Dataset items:
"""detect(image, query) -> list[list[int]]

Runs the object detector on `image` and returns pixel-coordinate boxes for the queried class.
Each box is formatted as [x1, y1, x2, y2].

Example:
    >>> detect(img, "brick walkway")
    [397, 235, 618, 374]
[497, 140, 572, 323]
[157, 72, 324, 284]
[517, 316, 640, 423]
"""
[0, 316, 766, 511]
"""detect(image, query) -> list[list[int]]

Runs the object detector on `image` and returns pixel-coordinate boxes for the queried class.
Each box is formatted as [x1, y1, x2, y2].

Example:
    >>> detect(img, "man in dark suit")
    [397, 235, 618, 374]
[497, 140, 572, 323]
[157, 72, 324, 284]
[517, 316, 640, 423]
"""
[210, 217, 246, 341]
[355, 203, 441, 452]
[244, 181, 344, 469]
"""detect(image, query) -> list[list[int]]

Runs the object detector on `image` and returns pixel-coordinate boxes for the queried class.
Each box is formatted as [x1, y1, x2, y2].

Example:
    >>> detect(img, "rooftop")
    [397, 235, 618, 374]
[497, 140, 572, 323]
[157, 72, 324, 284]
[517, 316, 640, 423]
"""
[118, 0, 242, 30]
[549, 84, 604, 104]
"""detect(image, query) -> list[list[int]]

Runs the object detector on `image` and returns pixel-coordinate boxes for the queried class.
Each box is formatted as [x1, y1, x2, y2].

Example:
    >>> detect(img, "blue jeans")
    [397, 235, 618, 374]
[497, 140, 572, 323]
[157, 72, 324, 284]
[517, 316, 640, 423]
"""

▸ The task: From the first line to the last, return the data exactly.

▸ Answer to the exercise:
"""detect(image, query) -> list[list[int]]

Runs the object detector on `image` and returns pixel-coordinate boxes for the queried class.
Each box is formatted as [x1, y1, x2, y2].

Example:
    >>> detect(img, "brick walkway")
    [397, 235, 618, 374]
[497, 140, 572, 323]
[157, 72, 324, 284]
[517, 316, 640, 423]
"""
[0, 316, 766, 511]
"""detect(image, query) -> list[list[int]]

Runs the object detector on `image` and returns pixel-coordinate boxes for the queried class.
Each box is formatted as [x1, y1, x2, y2].

Example:
    >>> detect(img, "man in dark suit")
    [397, 235, 618, 374]
[497, 140, 572, 323]
[157, 72, 324, 284]
[517, 316, 640, 423]
"""
[210, 217, 246, 341]
[355, 203, 441, 452]
[244, 181, 344, 469]
"""detect(image, query) -> list[list[int]]

Runs the object detector on `image` and returns pixel-coordinate boxes for the queried class.
Each box is formatted as [x1, y1, x2, y2].

Example:
    >>> detect(img, "rooftop")
    [397, 235, 618, 374]
[497, 140, 572, 323]
[157, 72, 324, 284]
[517, 316, 640, 423]
"""
[118, 0, 242, 30]
[549, 84, 604, 104]
"""detect(image, query) -> list[list[int]]

Runs the object detector on `image` and returns pixel-coordinate boxes for the queried class.
Each box is formatted as [x1, y1, x2, y2].

Example:
    >>> detect(img, "blue jeans")
    [397, 235, 618, 374]
[497, 140, 572, 323]
[157, 72, 324, 284]
[517, 316, 640, 423]
"""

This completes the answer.